ASSIGNMENT
Starting with the line that contains "Where can you see the reflective", copy every remaining line of the data below exactly, the last one included.

EXTRACTED DATA
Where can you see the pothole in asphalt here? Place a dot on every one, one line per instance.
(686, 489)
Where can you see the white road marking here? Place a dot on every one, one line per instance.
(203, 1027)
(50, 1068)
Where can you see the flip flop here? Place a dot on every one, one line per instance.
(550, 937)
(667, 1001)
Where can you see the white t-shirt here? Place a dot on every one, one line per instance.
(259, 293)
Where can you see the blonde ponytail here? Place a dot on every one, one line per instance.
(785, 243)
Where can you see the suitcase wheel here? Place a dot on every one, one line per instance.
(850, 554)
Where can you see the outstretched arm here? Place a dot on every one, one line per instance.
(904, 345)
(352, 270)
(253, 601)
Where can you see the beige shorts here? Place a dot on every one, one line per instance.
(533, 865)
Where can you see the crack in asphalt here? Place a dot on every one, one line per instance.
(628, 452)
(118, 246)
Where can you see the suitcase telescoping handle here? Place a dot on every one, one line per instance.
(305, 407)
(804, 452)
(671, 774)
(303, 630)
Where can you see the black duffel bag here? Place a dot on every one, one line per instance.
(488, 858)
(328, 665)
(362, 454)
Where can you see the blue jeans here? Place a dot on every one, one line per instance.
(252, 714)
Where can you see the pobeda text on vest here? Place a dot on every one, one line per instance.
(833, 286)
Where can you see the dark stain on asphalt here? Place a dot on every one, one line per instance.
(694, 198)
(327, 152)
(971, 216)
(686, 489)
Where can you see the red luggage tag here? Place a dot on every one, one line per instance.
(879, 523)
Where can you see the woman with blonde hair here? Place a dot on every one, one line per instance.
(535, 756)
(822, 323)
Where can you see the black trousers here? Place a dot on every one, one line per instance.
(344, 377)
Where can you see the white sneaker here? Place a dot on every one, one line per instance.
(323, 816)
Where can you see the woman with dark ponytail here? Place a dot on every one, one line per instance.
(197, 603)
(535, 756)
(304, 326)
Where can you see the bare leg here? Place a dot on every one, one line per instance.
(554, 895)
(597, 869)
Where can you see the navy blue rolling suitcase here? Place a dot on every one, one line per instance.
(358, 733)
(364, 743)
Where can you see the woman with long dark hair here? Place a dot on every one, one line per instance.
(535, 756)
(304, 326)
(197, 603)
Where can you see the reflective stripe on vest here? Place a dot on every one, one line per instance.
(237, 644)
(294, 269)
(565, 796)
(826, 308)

WRITTEN RESPONSE
Where can you see the reflective stripe on vest here? Place a dot on every one, one line per instance.
(237, 644)
(294, 269)
(565, 796)
(826, 308)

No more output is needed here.